(EXTRACT TO READ)
In a normal year, Natalie Righetti would be spending several months leading horseback riding and Pilates retreats in the Spanish countryside, learning about the local history and culture, enjoying gourmet food and mountain views. Of course, this past year hasn’t looked quite like that – instead, there’s been a lot less riding and much more time spent in front of a computer keeping her equestrian clients fit.
In March 2020, Natalie, a STOTT PILATES® Certified Instructor and owner of Vita Sana Pilates in Glasgow, Scotland, transitioned her Pilates business online, and later launched a Pilates for Equestrian series, attracting riders from Scotland, Ireland, England, Spain and even as far away as South America.
“After various discussions with my equestrian friends and contacts, it was clear that many riders had some concerns about losing their ‘riding fitness’ during the pandemic due to not being able to go out riding as often or at all. There is a difference between having good general fitness and being riding fit (e.g. being comfortable in the saddle for long periods) and riders are very much aware of this,” she says.
In her Pilates for Equestrian classes, she focuses on improving riders' alignment, symmetry, balance and stamina to improve their performance. This involves focusing on spinal stability and mobility; isolating the pelvis and spine during movements, and also limbs; shoulder stability and mobility; and the coordination of all of these together, which is exactly what Pilates offers.
“STOTT PILATES has so many benefits for riders, the list is endless. Some of these include: Improved posture and comfort on the horse, better horse and rider alignment, improved flexibility, core stability and balance to advance the rider’s form and reduce the likelihood of injury, to name just a few.
“In fact, Pilates is used as a complementary exercise for many competitive riders, including the great Olympic Gold Dressage Rider, Charlotte Dujardin,” Natalie says.
Keeping equestrians fit while out of the saddle
Maintaining a good level of riding fitness is important for all keen equestrians.
“Like anything, it can be easily lost during long periods of non-riding and can take time to build back up. Loss of riding fitness can also make riders, and subsequently, their horse, more prone to injury when they do return to riding. So being able to maintain and improve good muscle and joint function is very important.”
Pilates can help correct impediments, such as rounded shoulders, tight hamstrings, mid-thoracic tightness, and tightness and curving in the lower back— a common symptom among riders of all levels.
One of the misconceptions about horse riding is that it requires little effort on the part of the rider.
“Of course while the horse bears a lot of the stress and load, so does the rider. As an equestrian, it’s important to develop a strong core and build strength in the legs, glutes and back, which Pilates does. The muscle groups most affected by horse riding are those around the pelvic and hip joints,” Natalie says.
Pilates exercises and tips for equestrians
Here are some of Natalie’s favorite Pilates exercises for her equestrian clients:
- Hip extension exercises: Riders often suffer from tight hips and this affects their leg alignment and the leg signals they give their horse.
(End EXTRACT TO READ)
(DATA UNDER STUDY)
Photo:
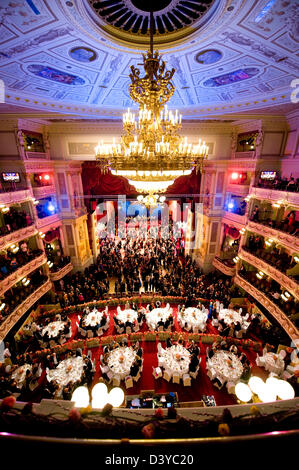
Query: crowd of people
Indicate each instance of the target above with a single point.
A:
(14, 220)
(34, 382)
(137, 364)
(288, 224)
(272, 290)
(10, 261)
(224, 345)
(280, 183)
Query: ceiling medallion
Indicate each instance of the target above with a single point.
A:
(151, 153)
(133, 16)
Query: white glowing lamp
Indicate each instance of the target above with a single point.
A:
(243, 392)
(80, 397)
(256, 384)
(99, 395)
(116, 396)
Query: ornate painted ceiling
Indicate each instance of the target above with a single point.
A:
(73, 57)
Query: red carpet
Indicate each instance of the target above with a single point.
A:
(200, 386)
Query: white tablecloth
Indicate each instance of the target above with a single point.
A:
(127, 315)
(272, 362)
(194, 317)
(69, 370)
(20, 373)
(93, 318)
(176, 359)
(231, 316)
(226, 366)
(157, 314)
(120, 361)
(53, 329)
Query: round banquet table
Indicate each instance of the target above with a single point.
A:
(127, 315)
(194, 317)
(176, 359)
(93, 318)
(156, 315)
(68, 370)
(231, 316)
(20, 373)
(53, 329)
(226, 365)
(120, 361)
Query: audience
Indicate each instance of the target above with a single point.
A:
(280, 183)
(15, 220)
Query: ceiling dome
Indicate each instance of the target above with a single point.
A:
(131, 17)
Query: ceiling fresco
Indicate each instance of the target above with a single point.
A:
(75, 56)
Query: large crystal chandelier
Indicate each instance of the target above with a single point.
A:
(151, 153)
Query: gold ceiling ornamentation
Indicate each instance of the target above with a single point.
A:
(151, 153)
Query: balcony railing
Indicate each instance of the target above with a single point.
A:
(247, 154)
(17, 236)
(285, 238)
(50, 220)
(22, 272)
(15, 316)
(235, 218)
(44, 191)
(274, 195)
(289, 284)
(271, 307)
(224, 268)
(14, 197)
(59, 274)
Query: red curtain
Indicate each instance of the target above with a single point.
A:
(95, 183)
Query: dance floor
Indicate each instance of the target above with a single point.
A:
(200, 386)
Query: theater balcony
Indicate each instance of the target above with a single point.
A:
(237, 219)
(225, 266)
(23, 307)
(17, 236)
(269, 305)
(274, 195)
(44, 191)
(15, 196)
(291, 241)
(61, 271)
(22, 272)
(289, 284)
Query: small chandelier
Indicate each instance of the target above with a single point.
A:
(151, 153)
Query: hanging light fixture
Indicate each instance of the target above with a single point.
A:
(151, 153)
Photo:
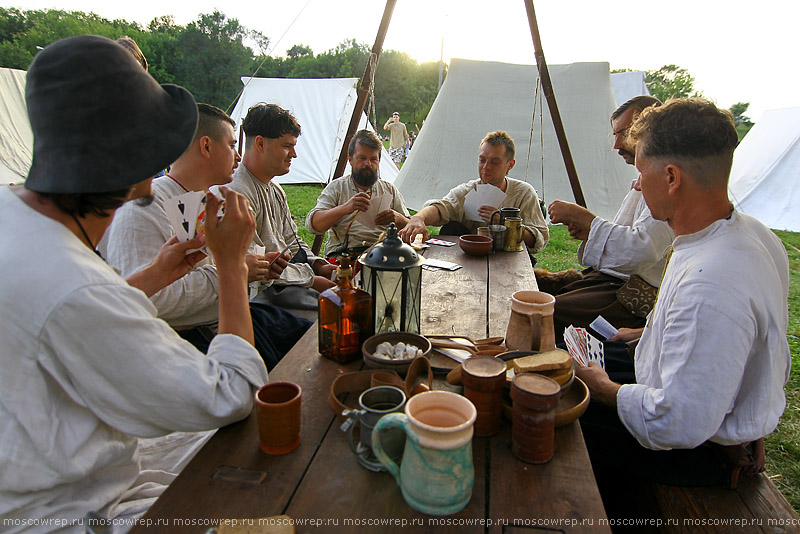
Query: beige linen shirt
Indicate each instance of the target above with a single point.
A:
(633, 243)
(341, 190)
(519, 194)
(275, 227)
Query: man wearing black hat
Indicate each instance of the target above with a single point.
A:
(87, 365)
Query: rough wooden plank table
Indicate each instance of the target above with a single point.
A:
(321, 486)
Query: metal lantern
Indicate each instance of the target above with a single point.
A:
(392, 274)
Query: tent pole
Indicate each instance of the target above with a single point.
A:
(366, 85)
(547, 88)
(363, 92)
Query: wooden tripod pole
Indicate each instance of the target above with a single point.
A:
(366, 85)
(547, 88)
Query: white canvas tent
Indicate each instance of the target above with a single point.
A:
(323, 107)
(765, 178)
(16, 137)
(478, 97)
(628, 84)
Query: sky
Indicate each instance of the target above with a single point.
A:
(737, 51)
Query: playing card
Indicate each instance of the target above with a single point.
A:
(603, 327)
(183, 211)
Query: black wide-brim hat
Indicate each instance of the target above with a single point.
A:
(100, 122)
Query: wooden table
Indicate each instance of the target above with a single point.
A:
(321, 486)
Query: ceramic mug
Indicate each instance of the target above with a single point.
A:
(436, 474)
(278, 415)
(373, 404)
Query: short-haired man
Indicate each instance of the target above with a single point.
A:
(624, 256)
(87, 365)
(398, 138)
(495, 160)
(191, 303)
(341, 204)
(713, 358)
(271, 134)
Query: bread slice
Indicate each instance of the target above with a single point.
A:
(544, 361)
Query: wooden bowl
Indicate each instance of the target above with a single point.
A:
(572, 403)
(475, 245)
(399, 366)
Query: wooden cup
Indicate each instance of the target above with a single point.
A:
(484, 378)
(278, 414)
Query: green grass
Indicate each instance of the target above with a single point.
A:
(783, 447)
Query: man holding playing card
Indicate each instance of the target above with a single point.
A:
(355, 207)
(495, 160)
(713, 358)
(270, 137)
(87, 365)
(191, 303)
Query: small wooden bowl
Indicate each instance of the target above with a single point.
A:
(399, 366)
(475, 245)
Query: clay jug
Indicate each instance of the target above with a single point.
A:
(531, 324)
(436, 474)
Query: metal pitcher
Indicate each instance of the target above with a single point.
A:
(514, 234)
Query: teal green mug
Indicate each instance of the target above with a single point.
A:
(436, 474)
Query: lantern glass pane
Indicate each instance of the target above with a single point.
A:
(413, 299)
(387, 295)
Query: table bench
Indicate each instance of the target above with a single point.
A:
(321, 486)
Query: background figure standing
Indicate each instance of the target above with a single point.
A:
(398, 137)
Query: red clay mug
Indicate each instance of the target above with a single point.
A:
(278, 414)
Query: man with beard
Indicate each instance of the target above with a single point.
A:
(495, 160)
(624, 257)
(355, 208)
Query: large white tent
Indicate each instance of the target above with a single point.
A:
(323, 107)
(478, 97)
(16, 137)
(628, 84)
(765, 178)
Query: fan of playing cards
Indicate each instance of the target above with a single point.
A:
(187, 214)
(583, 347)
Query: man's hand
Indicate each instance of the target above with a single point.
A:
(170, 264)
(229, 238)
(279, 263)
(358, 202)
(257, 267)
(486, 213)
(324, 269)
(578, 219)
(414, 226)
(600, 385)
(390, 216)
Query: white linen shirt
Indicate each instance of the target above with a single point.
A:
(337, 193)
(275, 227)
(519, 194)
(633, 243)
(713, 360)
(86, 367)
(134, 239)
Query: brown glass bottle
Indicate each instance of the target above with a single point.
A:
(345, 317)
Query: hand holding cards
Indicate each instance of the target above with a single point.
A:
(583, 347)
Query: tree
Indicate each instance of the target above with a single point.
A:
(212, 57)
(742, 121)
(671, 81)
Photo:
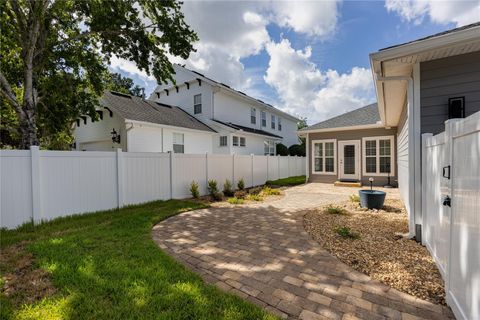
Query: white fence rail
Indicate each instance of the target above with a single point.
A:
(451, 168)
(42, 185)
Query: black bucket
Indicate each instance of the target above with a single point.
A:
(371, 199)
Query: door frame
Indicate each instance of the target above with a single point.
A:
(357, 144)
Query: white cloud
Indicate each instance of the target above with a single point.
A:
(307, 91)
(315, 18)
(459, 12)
(End DATA UNDER STUDY)
(DATA UNDER STUDY)
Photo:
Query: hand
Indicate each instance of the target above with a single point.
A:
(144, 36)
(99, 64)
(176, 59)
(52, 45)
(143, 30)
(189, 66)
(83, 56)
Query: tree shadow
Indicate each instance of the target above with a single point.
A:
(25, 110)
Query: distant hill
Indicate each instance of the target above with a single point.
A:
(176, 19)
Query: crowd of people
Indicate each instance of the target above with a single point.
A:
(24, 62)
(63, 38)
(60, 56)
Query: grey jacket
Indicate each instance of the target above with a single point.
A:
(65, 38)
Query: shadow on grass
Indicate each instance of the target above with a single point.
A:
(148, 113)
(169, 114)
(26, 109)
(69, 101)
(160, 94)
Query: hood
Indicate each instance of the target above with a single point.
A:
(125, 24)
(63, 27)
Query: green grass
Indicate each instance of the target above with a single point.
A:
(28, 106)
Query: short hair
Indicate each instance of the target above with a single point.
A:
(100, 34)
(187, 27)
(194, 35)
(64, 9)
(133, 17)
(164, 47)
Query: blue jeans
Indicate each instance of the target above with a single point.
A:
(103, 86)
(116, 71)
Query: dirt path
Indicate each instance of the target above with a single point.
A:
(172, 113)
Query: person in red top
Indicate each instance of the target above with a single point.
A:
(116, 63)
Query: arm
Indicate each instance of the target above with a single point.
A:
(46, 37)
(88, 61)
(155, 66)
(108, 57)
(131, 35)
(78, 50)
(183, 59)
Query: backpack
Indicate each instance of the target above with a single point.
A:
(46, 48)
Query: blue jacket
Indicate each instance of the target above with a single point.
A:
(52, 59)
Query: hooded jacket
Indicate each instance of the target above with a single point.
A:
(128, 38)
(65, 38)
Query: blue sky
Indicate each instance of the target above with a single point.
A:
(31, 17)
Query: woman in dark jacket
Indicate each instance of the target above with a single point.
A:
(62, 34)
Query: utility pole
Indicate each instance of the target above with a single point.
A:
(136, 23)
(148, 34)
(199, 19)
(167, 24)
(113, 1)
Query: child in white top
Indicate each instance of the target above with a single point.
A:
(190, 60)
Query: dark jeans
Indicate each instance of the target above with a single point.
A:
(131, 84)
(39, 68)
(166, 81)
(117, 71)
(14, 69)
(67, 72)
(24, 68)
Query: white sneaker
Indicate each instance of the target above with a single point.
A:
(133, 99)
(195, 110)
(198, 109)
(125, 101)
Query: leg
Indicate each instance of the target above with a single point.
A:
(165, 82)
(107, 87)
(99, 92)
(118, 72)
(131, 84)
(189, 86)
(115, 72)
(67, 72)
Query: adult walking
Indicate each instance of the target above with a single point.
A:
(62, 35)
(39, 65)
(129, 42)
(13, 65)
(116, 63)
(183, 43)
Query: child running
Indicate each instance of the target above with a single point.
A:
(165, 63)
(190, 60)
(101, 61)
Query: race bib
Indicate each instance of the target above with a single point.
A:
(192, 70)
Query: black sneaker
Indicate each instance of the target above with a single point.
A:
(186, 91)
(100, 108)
(End DATA UNDER STUDY)
(DATA UNDER STUDY)
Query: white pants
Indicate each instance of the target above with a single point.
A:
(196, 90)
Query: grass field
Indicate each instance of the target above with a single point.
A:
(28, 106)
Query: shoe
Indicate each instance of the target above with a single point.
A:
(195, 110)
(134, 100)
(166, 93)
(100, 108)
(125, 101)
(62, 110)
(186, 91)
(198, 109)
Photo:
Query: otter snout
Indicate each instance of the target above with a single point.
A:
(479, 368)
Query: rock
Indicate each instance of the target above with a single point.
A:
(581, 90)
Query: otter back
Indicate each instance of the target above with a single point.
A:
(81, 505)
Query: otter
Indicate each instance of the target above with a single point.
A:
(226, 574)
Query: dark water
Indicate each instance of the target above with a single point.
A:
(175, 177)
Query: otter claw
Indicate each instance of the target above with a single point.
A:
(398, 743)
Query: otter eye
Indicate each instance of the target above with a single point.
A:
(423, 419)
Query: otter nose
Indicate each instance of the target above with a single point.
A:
(End DATA UNDER STUDY)
• **ASSIGNMENT**: Continue the article on Pilates for equestrian riders, picking up after its final sentence.

• **RESPONSE TO THIS TASK**:
- Balance and oblique exercises: These can be used to help identify muscle imbalances and if collapsing into or shifting to one side is occurring during riding. Seek to correct these through awareness and technique.
- C-curve exercises: These help extend the hip joint while working the abdominals.
- Shoulder and hip exercises: Focus on improving mobility and stability.
- Plantar flexion exercises: Riders often struggle with that foot position and associated leg muscle engagement due to having their feet/ankles dorsiflexed in the stirrups for long periods.
- Work in neutral alignment (when possible): This helps riders with their positioning in the saddle.
A new horseback riding retreat and Pilates experience in Spain
Natalie’s retreats in Spain have been rescheduled for later in 2021, as long as local health guidelines permit them.
“My retreats are run by a reputable agent, Zara's Planet, who ensures that COVID-safe measures and guidelines are adhered to.
“At our retreats at Los Olivillos, in the Sierra de Tejeda, Almira and Alhama National Park in Andalusia, guests stay in separate accommodation spread across the grounds, dine outside and can do so in separate areas, and Pilates classes are limited in size and are all outdoors. Guests have their own Pilates mat and equipment with antibacterial wipes and hand sanitizer available at all times, and horse riding, by its very nature, allows guests to stay physically apart outdoors.”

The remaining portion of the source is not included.